■ **ЧТО СДЕЛАТЬ**
[A] Пожалуйста, определите, согласуются ли с отрывком утверждения (i), (ii) и (iii). На каждое ответьте «да» или «нет» и приведите решающие слова отрывка в точности.
(i) Дворец бракосочетания на набережной Красного Флота был закрыт на ремонт.
(ii) Родители отговаривали рассказчика от работы в газете.
(iii) Рассказчик познакомился с Гоги Мухрановичем незадолго до разговора о новом сотруднике.
[B] Ответьте по отрывку на три вопроса, сохранив их пометки:
(i) На какой улице находится Дворец, где записались на церемонию?
(ii) Какую должность занимает Гоги Мухранович Надарейшвили в газете «Лесная промышленность»?
(iii) Что, помимо юморесок, рассказчик иногда пишет для «Леснухи»?
[C] Выведите из отрывка всё, начиная со слов «В моей трудовой» и ниже, вплоть до слов «Наоборот, всячески поддерживают.» включительно, без единого изменения.

Книга Не только детектив - Анна и Сергей Литвиновы
Шрифт:
Интервал:
Закладка:
В колыбели революции подаем заявление в загс. Самый красивый Дворец бракосочетания, на набережной Красного Флота, увы, на ремонте. Выстояв очередь и переклички (а куда в Советском Союзе без очередей и перекличек!), записываемся на церемонию в другом питерском Дворце, на улице Петра Лаврова.
В моей трудовой жизни, как по заказу, тоже происходит крутой вираж. В один из набегов в газету «Лесная промышленность» застаю редактора отдела информации Гоги Мухрановича Надарейшвили грустным и озабоченным.
Мы с Гоги знакомы к тому времени много лет. Помимо юморесок, я для «Леснухи» и журналистские материалы иногда пишу. В командировки от них езжу.
– Что вы печальный такой? – спрашиваю редактора. А он мне:
– Да вот, нужен сотрудник, не знаю, где взять.
И тут я брякаю:
– Возьмите меня.
И Гоги Мухранович, в самом буквальном смысле, за предложение хватается.
Я советуюсь с родителями, и, что удивительно, они оказываются только за. Никто не нудит о напрасно полученном образовании или ненадежности в целом журналистской профессии. Наоборот, всячески поддерживают.

■ **ИСХОДНЫЕ ДАННЫЕ**
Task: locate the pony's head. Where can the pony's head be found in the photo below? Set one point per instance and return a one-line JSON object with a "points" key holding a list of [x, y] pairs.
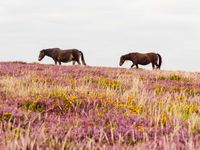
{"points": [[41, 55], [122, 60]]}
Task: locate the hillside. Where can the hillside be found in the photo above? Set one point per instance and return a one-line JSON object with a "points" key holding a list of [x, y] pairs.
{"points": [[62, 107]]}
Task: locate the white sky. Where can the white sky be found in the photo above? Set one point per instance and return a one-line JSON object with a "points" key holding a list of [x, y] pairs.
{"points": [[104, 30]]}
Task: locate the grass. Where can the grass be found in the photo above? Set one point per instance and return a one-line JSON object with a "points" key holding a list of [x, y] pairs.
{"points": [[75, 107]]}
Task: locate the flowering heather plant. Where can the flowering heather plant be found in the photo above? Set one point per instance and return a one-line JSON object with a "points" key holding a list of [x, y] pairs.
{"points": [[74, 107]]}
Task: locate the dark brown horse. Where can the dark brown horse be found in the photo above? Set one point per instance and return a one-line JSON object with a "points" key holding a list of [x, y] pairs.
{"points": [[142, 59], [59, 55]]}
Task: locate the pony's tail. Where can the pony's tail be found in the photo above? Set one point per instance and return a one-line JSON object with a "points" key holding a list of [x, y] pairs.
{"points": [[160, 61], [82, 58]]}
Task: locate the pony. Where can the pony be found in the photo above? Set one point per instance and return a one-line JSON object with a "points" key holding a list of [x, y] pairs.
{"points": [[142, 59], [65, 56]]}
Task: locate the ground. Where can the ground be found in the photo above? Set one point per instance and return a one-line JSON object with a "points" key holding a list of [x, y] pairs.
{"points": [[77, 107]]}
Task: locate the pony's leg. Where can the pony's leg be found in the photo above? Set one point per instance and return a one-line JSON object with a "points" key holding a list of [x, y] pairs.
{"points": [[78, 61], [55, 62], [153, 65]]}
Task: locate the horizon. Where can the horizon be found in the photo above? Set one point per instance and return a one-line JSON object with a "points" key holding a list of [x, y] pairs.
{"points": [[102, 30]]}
---
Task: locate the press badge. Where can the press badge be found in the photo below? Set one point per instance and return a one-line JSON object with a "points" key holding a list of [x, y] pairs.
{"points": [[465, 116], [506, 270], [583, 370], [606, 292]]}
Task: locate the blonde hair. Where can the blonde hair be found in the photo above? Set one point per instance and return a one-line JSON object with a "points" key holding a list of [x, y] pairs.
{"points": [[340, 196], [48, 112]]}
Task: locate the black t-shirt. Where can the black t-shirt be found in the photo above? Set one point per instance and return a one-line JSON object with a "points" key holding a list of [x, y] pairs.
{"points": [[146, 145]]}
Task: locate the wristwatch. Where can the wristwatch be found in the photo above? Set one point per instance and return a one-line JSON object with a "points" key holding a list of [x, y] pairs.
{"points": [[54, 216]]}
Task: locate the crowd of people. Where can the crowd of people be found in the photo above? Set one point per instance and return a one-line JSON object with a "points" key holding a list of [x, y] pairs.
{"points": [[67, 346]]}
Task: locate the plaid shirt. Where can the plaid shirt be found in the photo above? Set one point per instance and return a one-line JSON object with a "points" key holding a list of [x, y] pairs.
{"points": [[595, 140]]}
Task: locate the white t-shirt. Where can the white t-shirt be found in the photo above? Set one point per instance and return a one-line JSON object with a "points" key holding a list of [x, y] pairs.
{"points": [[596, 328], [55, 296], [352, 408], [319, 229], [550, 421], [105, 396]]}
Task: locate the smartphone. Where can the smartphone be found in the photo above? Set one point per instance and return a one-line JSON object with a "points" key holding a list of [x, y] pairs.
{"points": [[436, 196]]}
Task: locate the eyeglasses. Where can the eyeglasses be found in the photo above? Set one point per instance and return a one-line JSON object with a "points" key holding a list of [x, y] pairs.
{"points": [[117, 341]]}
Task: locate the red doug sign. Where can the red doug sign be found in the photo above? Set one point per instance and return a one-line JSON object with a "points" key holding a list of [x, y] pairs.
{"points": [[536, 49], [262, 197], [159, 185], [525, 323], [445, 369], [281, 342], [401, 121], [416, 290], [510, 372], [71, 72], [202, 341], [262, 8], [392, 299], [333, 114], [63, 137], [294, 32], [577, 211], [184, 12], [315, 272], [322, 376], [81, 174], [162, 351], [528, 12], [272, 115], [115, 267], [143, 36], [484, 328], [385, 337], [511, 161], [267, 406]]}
---
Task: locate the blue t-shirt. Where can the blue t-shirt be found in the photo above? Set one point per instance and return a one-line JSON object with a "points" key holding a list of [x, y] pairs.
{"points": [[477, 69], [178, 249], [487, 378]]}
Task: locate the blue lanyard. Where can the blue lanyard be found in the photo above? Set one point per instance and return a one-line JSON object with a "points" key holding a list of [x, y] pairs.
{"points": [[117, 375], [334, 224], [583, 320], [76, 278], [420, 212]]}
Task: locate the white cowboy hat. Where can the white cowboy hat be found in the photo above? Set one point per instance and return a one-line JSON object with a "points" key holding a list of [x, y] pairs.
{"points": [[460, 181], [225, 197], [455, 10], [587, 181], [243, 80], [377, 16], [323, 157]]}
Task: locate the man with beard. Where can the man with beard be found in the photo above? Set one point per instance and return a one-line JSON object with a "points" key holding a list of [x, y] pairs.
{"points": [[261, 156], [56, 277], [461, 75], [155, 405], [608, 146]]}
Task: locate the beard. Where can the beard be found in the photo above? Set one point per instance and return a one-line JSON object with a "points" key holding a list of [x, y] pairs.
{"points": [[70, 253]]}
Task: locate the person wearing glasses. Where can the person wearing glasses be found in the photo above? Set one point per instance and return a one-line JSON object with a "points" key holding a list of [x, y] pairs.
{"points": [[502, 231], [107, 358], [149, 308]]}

■ **РЕЗУЛЬТАТЫ**
[A]
(i) Да: «Самый красивый Дворец бракосочетания, на набережной Красного Флота, увы, на ремонте».
(ii) Нет: «они оказываются только за».
(iii) Нет: «Мы с Гоги знакомы к тому времени много лет».

[B]
(i) На улице Петра Лаврова.
(ii) Он редактор отдела информации.
(iii) Журналистские материалы.

[C]
В моей трудовой жизни, как по заказу, тоже происходит крутой вираж. В один из набегов в газету «Лесная промышленность» застаю редактора отдела информации Гоги Мухрановича Надарейшвили грустным и озабоченным.
Мы с Гоги знакомы к тому времени много лет. Помимо юморесок, я для «Леснухи» и журналистские материалы иногда пишу. В командировки от них езжу.
– Что вы печальный такой? – спрашиваю редактора. А он мне:
– Да вот, нужен сотрудник, не знаю, где взять.
И тут я брякаю:
– Возьмите меня.
И Гоги Мухранович, в самом буквальном смысле, за предложение хватается.
Я советуюсь с родителями, и, что удивительно, они оказываются только за. Никто не нудит о напрасно полученном образовании или ненадежности в целом журналистской профессии. Наоборот, всячески поддерживают.